▶ [EXCERPTED PASSAGE]:

Thread Rating:
  • 0 Vote(s) - 0 Average
  • 1
  • 2
  • 3
  • 4
  • 5
The Hobbit: The Desolation of Smaug (Spoilers)

First of all, the "desolation" refers to the things Smaug has desolated, not to his own demise. That is left for the third movie.

By the way, Peter Jackson takes pains to insist that "Smaug" is pronounced "Smowg," not "Smog."

This is a very active, violent movie, lots of heads sent flying separate from their bodies.

A new elf lady, Tauriel, is introduced. She is a good archer, and seems to be a romantic interest for Legolas, though since she is a "Sylvan Elf," she is not considered worthy of a higher class elf like Legolas. At least, that is what Legolas' father reminds him. One of the dwarfs, Fili I think it was (one of the two youngest ones) also seems to develop a crush on Tauriel, which develops especially after she uses elven magic to heal him from a wound from which he was suffering.

The character of Tauriel was invented out of whole cloth by Jackson. She was not in the original novel. But that is OK with me. It always seemed to me that Tolkien's stories were lacking in female characters. In the Ring trilogy, there was Arwen (played by Liv Tyler), Galadriel (played by Cate Blachette), and Eowen (played by Miranda Otto). And that is pretty much it. Compare that to all the male characters! In this second Hobbit movie, we do get an occasional brief glimpse of female dwarfs, beards and all, in the historical reprise that shows the dwarf refugees fleeing from Erebor (you have to be quick to notice them).

I did not care for the ending. It seemed inadequate. Smaug is seen flying off toward Lake Town, determined to ravage it because he thinks Bilbo and the Dwarfs with him came from Lake Town. As he watches Smaug flying off, Bilbo says, "What have we done?" So Smaug is still very much alive. And thus ends the movie.

The character of the Bard in Lake Town was developed at some length. We know that he is going to fire the fateful "black arrow" that will be able to penetrate Smaug's scales and kill the beast. But all that is left for the third movie. A lot of the movie time is spent with Bilbo and the Dwarfs running from Smaug inside the mountain. Bilbo sees the Arkenstone several times, but never quite seems able to lay his hands on it (it keeps being bumped so it bounces away down hills of gold).

I saw the movie in 3D and HFR (High Frame Rate--48 frames per second instead of the normal 24). The 3D effect was nice, but by now has become almost expected. I assume the picture was extra clear and sharp with the HFR, but I couldn't really tell you I was aware of any real difference from a non HFR version. I went to the first showing of the day on Friday (opening day on Friday the 13th), at 10 AM. I only had to pay $7.25, which seemed like a good price for 3D and HFR.

▶ [Named-object pointing records]:
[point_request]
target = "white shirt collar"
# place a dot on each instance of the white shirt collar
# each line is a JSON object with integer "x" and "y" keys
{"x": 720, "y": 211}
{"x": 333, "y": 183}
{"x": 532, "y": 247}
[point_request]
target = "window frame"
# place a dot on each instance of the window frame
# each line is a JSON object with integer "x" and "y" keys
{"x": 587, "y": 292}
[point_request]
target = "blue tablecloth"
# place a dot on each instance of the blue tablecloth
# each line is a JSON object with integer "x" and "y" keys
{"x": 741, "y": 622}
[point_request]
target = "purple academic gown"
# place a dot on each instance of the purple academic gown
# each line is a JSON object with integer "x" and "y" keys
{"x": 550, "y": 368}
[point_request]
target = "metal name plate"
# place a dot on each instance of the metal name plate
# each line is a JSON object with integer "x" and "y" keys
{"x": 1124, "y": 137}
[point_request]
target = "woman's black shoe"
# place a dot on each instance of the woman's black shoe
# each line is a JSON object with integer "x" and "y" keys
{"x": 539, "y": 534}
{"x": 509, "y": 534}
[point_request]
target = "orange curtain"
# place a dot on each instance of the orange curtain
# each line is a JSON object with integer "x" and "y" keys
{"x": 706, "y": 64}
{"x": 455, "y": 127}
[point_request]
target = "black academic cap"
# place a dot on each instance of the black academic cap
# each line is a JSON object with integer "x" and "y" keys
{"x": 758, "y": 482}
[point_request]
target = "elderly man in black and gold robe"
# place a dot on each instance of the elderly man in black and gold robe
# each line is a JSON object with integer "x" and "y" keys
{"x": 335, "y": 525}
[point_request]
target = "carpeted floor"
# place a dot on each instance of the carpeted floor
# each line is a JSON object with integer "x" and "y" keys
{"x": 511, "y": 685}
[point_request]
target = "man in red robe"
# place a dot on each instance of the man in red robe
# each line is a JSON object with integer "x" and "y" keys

▶ [GIVEN PROBLEM A]:
In the movie review, what price did the writer pay for the 3D and HFR showing?
▶ [GIVEN PROBLEM B]:
Why is the movie review's writer fine with Tauriel being a character invented by Jackson? Answer in one to three sentences.
▶ [GIVEN PROBLEM C]:
Continue the movie review from its final sentence.

▶ [WRITTEN RESPONSE A]:
$7.25

▶ [WRITTEN RESPONSE B]:
Tauriel was not in the original novel, but the writer had always felt that Tolkien's stories lacked female characters. In the Ring trilogy there were essentially only Arwen, Galadriel, and Eowen, compared with all the male characters.

▶ [WRITTEN RESPONSE C]:
Evangeline Lilly--Tauriel:

Actually, on better recall, I have to say that the glimpse I got of female dwarfs was not in the movie, but in one of the blogs for the movie--I remember now because I was able to back up and view the scene of the refugees fleeing Erebor, several times.
Here is a link to a playlist of nine behind-the-scenes blogs and trailers:

Here is a link to an excellent fan produced prequel: “The Hunt for Gollum.” The actor they got to play Strider looks a lot like Viggo Mortensen. He plays the part well, too. They also found an actress who looks a lot like Liv Tyler. Their Gandalf is not quite as close a match, but he still is OK. The movie is 38:31 long. They claim that they did not borrow any scenes or music from the trilogy. Remarkable achievement.

Hint: once the movie is playing, double click on it and it will expand to full-screen, and still will be surprisingly clear (depending on your equipment).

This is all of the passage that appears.